* [Exercise details]: Type out each record word for word. Pictures stay out.

▶

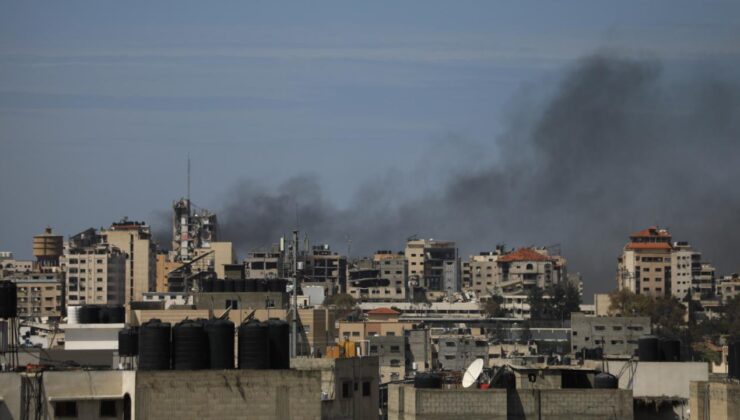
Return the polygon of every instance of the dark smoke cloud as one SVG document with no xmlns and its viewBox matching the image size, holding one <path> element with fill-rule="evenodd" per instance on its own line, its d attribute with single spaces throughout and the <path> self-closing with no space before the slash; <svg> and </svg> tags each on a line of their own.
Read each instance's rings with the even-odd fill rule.
<svg viewBox="0 0 740 420">
<path fill-rule="evenodd" d="M 312 242 L 345 252 L 351 238 L 352 255 L 402 249 L 415 233 L 465 253 L 561 244 L 592 293 L 615 287 L 627 235 L 659 224 L 721 271 L 738 270 L 740 89 L 668 79 L 656 61 L 586 57 L 550 94 L 517 100 L 492 140 L 495 165 L 438 175 L 439 191 L 414 199 L 376 181 L 343 208 L 312 175 L 277 190 L 245 181 L 219 213 L 223 237 L 243 255 L 289 234 L 297 213 Z"/>
</svg>

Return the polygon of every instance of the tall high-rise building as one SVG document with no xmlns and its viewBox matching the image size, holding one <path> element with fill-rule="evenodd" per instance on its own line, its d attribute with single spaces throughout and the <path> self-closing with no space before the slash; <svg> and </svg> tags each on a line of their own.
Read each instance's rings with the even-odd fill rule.
<svg viewBox="0 0 740 420">
<path fill-rule="evenodd" d="M 454 242 L 409 239 L 404 256 L 410 287 L 426 289 L 431 298 L 460 291 L 460 259 Z"/>
<path fill-rule="evenodd" d="M 144 222 L 123 219 L 102 230 L 103 241 L 126 255 L 125 303 L 156 290 L 157 256 L 151 229 Z"/>
<path fill-rule="evenodd" d="M 121 305 L 126 292 L 126 254 L 90 231 L 71 237 L 62 258 L 67 302 Z M 100 241 L 94 242 L 95 238 Z"/>
<path fill-rule="evenodd" d="M 175 261 L 190 262 L 195 250 L 218 240 L 216 214 L 196 207 L 187 198 L 172 205 L 172 252 Z"/>
</svg>

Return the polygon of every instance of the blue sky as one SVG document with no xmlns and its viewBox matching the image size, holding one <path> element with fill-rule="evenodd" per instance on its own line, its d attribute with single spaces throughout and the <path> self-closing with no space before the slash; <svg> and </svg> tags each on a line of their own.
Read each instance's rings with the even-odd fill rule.
<svg viewBox="0 0 740 420">
<path fill-rule="evenodd" d="M 156 220 L 185 193 L 188 153 L 194 201 L 215 210 L 239 180 L 302 173 L 339 206 L 388 174 L 412 194 L 433 188 L 432 171 L 495 162 L 509 105 L 578 57 L 732 72 L 740 53 L 738 2 L 0 9 L 0 249 L 22 257 L 47 225 Z"/>
</svg>

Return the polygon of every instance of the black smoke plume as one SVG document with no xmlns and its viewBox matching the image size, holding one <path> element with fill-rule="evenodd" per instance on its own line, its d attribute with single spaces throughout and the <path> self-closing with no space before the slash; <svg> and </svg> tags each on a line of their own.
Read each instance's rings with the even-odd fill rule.
<svg viewBox="0 0 740 420">
<path fill-rule="evenodd" d="M 551 93 L 518 100 L 496 142 L 495 164 L 439 174 L 433 194 L 408 199 L 374 182 L 350 205 L 327 200 L 317 179 L 276 190 L 245 181 L 219 217 L 245 251 L 297 223 L 312 242 L 369 254 L 407 236 L 449 239 L 476 253 L 560 244 L 587 293 L 615 287 L 629 233 L 659 224 L 720 271 L 740 269 L 740 89 L 707 76 L 666 77 L 660 63 L 597 54 L 575 63 Z M 390 191 L 390 192 L 389 192 Z M 589 299 L 587 297 L 587 299 Z"/>
</svg>

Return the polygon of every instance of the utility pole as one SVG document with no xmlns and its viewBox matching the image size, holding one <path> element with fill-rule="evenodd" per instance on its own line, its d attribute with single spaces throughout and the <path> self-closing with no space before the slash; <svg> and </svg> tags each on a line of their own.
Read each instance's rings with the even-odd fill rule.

◀

* [Expected output]:
Return the polygon of every instance of the dark smoke cloud as one SVG document with no xmlns and its viewBox matching the image size, holding one <path> element with fill-rule="evenodd" per instance on its own line, its d attribute with single spaces throughout and the <path> self-closing with no space before the slash; <svg> and </svg> tags each on a line of their own.
Read each instance's rings with the even-odd fill rule.
<svg viewBox="0 0 740 420">
<path fill-rule="evenodd" d="M 312 242 L 345 252 L 351 238 L 352 255 L 402 249 L 415 233 L 465 253 L 561 244 L 592 293 L 615 287 L 627 235 L 659 224 L 721 271 L 738 270 L 740 89 L 668 79 L 656 61 L 586 57 L 550 94 L 517 100 L 492 140 L 495 165 L 438 175 L 439 191 L 414 199 L 376 181 L 343 208 L 312 175 L 277 190 L 245 181 L 219 213 L 223 237 L 243 255 L 289 234 L 297 213 Z"/>
</svg>

Return the polygon of every instance of the tall high-rise building as one SVG document with no xmlns and its viewBox matching the image size, holding one <path> element with fill-rule="evenodd" per instance on its own line, its d attribute with single spaces throughout and the <path> self-closing with no space before the slash; <svg> and </svg> tags each on a line of their own.
Read each instance's rings with the even-odd fill rule.
<svg viewBox="0 0 740 420">
<path fill-rule="evenodd" d="M 454 242 L 409 239 L 404 256 L 410 287 L 426 289 L 431 298 L 460 291 L 460 259 Z"/>
<path fill-rule="evenodd" d="M 144 222 L 123 219 L 102 230 L 103 241 L 126 255 L 125 303 L 156 290 L 157 256 L 151 229 Z"/>
<path fill-rule="evenodd" d="M 121 305 L 126 292 L 126 254 L 90 231 L 71 237 L 62 258 L 67 302 Z M 100 241 L 94 242 L 95 238 Z"/>
<path fill-rule="evenodd" d="M 175 261 L 190 262 L 195 250 L 218 240 L 216 214 L 196 207 L 187 198 L 172 205 L 172 252 Z"/>
</svg>

Return the polygon of every instance of the blue sky as one SVG document with no xmlns and its viewBox matching the image size, holding one <path> element with fill-rule="evenodd" per instance on its own line, its d attribute with single spaces throughout and the <path> self-closing with no space before the slash; <svg> and </svg> tags each on a line of their own.
Read each instance's rings with the even-odd fill rule.
<svg viewBox="0 0 740 420">
<path fill-rule="evenodd" d="M 156 220 L 185 193 L 188 153 L 194 201 L 215 210 L 239 180 L 302 173 L 339 206 L 388 174 L 412 194 L 433 188 L 432 171 L 495 162 L 509 105 L 578 57 L 732 72 L 740 53 L 738 2 L 0 9 L 0 249 L 22 257 L 47 225 Z"/>
</svg>

Return the polygon of every instance of the black smoke plume as one SVG document with no xmlns and its viewBox matching the image size, holding one <path> element with fill-rule="evenodd" per instance on its own line, its d attribute with single spaces throughout and the <path> self-closing with no space before the slash; <svg> and </svg> tags each on a line of their own.
Read each instance's rings with the even-odd fill rule.
<svg viewBox="0 0 740 420">
<path fill-rule="evenodd" d="M 551 93 L 518 100 L 496 142 L 495 164 L 439 174 L 433 194 L 408 199 L 374 182 L 350 205 L 327 200 L 317 179 L 276 190 L 245 181 L 219 217 L 245 251 L 297 223 L 312 242 L 369 254 L 407 236 L 449 239 L 476 253 L 560 244 L 587 293 L 615 287 L 629 233 L 659 224 L 720 271 L 740 269 L 740 89 L 707 76 L 666 77 L 660 63 L 597 54 L 575 63 Z M 390 191 L 390 192 L 389 192 Z M 589 299 L 587 297 L 587 299 Z"/>
</svg>

Return the polygon of every instance of the utility pole as one SVG document with no xmlns and its viewBox matching the image size, holding one <path> element with fill-rule="evenodd" per instance on its own line, its d attribute with single spaces throughout and the <path> self-closing with no space before the slash; <svg> and </svg> tags each on a line of their own.
Read each instance's rings with the even-odd fill rule.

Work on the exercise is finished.